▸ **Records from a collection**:
########

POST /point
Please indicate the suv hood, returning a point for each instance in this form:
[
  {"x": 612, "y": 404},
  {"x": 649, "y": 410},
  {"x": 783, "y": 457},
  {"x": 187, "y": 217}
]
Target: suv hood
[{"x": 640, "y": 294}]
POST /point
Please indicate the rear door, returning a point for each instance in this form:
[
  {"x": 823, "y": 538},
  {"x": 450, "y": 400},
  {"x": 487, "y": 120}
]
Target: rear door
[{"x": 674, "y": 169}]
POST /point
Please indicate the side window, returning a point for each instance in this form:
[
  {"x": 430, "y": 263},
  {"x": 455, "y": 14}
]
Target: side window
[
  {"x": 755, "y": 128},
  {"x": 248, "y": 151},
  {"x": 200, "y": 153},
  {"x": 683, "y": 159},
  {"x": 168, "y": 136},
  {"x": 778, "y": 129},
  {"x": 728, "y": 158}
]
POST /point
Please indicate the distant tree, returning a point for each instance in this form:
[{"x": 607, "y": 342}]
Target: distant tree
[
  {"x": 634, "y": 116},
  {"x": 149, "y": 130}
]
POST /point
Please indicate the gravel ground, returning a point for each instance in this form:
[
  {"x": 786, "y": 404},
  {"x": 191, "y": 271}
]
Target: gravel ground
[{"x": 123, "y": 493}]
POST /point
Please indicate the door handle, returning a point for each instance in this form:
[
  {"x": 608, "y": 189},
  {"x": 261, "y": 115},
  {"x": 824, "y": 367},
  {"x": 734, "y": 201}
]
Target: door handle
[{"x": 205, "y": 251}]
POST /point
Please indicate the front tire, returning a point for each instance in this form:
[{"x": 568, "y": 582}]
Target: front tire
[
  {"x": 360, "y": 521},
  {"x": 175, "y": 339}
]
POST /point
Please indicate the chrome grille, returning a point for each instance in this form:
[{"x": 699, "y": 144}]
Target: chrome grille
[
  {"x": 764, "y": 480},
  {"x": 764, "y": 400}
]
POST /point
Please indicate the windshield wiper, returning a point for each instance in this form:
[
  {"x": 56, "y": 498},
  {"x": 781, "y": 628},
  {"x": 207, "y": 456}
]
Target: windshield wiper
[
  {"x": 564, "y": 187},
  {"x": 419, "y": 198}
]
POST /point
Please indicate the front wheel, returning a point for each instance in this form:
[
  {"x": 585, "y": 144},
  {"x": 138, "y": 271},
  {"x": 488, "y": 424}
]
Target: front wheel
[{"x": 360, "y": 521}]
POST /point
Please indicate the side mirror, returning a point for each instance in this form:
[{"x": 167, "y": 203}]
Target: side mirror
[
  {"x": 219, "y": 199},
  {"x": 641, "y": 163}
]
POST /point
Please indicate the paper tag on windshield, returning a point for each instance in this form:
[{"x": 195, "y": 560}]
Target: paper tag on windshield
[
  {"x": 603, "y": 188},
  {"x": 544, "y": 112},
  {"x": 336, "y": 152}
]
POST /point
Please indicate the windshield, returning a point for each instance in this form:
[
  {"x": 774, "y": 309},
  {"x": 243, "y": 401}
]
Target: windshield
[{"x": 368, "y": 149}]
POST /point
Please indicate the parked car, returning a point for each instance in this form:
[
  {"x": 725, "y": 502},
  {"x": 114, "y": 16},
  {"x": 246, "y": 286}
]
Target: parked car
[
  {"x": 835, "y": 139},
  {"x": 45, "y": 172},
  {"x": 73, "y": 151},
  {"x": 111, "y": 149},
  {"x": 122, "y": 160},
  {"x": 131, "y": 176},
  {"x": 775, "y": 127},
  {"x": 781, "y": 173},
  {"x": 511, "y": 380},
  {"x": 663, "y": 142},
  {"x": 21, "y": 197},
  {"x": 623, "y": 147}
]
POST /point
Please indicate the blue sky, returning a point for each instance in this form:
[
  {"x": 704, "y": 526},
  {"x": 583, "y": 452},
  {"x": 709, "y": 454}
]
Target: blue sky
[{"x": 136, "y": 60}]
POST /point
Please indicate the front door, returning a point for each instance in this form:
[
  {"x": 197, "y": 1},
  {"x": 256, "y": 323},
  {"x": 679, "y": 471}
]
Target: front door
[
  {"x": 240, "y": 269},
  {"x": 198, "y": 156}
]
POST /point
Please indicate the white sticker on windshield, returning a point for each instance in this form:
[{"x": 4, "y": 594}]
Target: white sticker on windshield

########

▸ **Task directions**: Copy out each line exactly as written.

▸ **Task response**:
POST /point
Please indicate the suv hood, returning a point for each instance in this form:
[
  {"x": 612, "y": 404},
  {"x": 649, "y": 410},
  {"x": 783, "y": 457},
  {"x": 187, "y": 217}
]
Target: suv hood
[{"x": 640, "y": 294}]
POST /point
Please indicate the rear door, returning a point for each instance in this form:
[
  {"x": 823, "y": 538},
  {"x": 450, "y": 400},
  {"x": 487, "y": 120}
]
Target: rear door
[{"x": 674, "y": 169}]
POST /point
Please indicate the side window, returning a point for each instance in this form:
[
  {"x": 430, "y": 263},
  {"x": 455, "y": 14}
]
Target: side window
[
  {"x": 755, "y": 128},
  {"x": 248, "y": 151},
  {"x": 200, "y": 153},
  {"x": 683, "y": 159},
  {"x": 168, "y": 136},
  {"x": 778, "y": 129},
  {"x": 728, "y": 158}
]
POST /point
Please indicate the distant tree, returning a point for each instance in this form:
[{"x": 607, "y": 342}]
Target: distant tree
[
  {"x": 634, "y": 116},
  {"x": 149, "y": 130}
]
POST /point
Please indicate the gravel ground, returning a point for each instance in this form:
[
  {"x": 786, "y": 404},
  {"x": 191, "y": 271}
]
Target: gravel ground
[{"x": 123, "y": 493}]
POST /point
Please indicate the door handle, returning a point for each instance in this form:
[
  {"x": 608, "y": 189},
  {"x": 261, "y": 115},
  {"x": 824, "y": 367},
  {"x": 734, "y": 201}
]
Target: door handle
[{"x": 205, "y": 251}]
POST /point
Please indicate the front tire, returning a point for each instance in this form:
[{"x": 568, "y": 582}]
Target: front tire
[
  {"x": 360, "y": 521},
  {"x": 175, "y": 339}
]
POST /point
Please indicate the chrome grille, returning a point for each instance in this form:
[{"x": 699, "y": 144}]
Target: chrome grille
[
  {"x": 764, "y": 480},
  {"x": 764, "y": 400}
]
POST /point
Please indicate the windshield wiper, returning a point for each instance in this form:
[
  {"x": 56, "y": 498},
  {"x": 781, "y": 628},
  {"x": 207, "y": 456}
]
Target: windshield wiper
[
  {"x": 564, "y": 187},
  {"x": 419, "y": 198}
]
POST /point
Please indicate the front wheel, returning a point for each instance in this form:
[
  {"x": 585, "y": 144},
  {"x": 138, "y": 271},
  {"x": 488, "y": 424}
]
Target: front wheel
[{"x": 360, "y": 521}]
POST /point
Please indicate the side mirror, returning a point for each instance in this form:
[{"x": 167, "y": 203}]
Target: side mirror
[
  {"x": 219, "y": 199},
  {"x": 641, "y": 163}
]
POST /point
Please indicate the paper tag on windshield, returning a point for each instance in this form:
[{"x": 195, "y": 560}]
Target: paper tag on windshield
[
  {"x": 603, "y": 188},
  {"x": 544, "y": 112},
  {"x": 336, "y": 152}
]
POST /point
Please indicate the windshield, returning a point for each instance in this form:
[
  {"x": 774, "y": 309},
  {"x": 243, "y": 401}
]
Target: windshield
[{"x": 368, "y": 149}]
POST /point
Please indicate the parked car, returning a point for each instance in this form:
[
  {"x": 725, "y": 502},
  {"x": 114, "y": 16},
  {"x": 246, "y": 286}
]
Target: parked car
[
  {"x": 835, "y": 139},
  {"x": 45, "y": 172},
  {"x": 73, "y": 151},
  {"x": 111, "y": 149},
  {"x": 122, "y": 160},
  {"x": 131, "y": 176},
  {"x": 775, "y": 127},
  {"x": 781, "y": 173},
  {"x": 511, "y": 380},
  {"x": 663, "y": 142},
  {"x": 21, "y": 197},
  {"x": 623, "y": 147}
]
POST /point
Please indicate the blue sky, returning a point for each instance in this form:
[
  {"x": 704, "y": 526},
  {"x": 583, "y": 452},
  {"x": 709, "y": 454}
]
Target: blue sky
[{"x": 136, "y": 60}]
POST /point
Please indicate the front door, returning a point for each instance in this form:
[
  {"x": 197, "y": 1},
  {"x": 256, "y": 323},
  {"x": 679, "y": 471}
]
Target: front door
[
  {"x": 240, "y": 269},
  {"x": 198, "y": 156}
]
POST /point
Please indicate the white sticker on windshield, returning a point for each instance in this form:
[{"x": 4, "y": 594}]
Target: white sticker on windshield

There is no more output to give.